→ Task prompt
Reproduce the tail of the data exactly. It starts at the line containing "Automatic pre-labeling failed for rabbit's left" and runs to the last line.

[Start of Attachment]

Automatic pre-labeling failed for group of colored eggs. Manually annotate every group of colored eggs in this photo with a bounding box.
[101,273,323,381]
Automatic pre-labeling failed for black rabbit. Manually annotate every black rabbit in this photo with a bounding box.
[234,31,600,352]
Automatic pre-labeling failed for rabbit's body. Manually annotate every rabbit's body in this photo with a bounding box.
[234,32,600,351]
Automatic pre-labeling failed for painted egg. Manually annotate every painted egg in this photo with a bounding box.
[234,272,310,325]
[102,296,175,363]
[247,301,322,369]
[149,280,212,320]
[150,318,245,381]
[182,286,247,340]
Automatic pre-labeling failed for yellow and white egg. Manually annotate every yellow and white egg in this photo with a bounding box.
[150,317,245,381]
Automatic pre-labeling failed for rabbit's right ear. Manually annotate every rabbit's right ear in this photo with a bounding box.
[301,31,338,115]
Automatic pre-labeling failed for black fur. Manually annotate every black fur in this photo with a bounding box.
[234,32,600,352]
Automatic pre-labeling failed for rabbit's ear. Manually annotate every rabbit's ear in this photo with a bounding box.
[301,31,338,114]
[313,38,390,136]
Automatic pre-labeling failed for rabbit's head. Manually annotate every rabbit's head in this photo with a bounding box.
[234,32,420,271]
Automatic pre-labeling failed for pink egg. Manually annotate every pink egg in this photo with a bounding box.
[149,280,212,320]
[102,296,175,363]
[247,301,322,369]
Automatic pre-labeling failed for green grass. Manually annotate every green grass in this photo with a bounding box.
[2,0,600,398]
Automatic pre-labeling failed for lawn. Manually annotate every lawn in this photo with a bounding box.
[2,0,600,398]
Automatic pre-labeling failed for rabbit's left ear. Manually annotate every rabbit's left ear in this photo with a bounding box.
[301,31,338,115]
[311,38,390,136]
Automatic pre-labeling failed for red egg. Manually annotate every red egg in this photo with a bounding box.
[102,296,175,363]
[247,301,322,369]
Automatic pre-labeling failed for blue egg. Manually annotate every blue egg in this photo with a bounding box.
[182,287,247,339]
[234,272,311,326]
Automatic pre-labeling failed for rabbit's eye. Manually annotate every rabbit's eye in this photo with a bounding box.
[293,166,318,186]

[End of Attachment]

→ Result of this task
Automatic pre-labeling failed for rabbit's left ear. Manually annotate every rabbit's left ear in this photo with a bounding box.
[301,31,338,115]
[311,38,390,136]
Automatic pre-labeling failed for red egg. Manually annotate every red egg in this photo with a bounding box.
[102,296,175,363]
[247,301,322,369]
Automatic pre-labeling failed for blue egg. Manually annotate every blue egg in this photo with a bounding box.
[182,287,247,339]
[234,272,311,326]
Automatic pre-labeling failed for rabbit's eye. Manually annotate every rabbit's eye in this photo with a bounding box.
[293,166,318,186]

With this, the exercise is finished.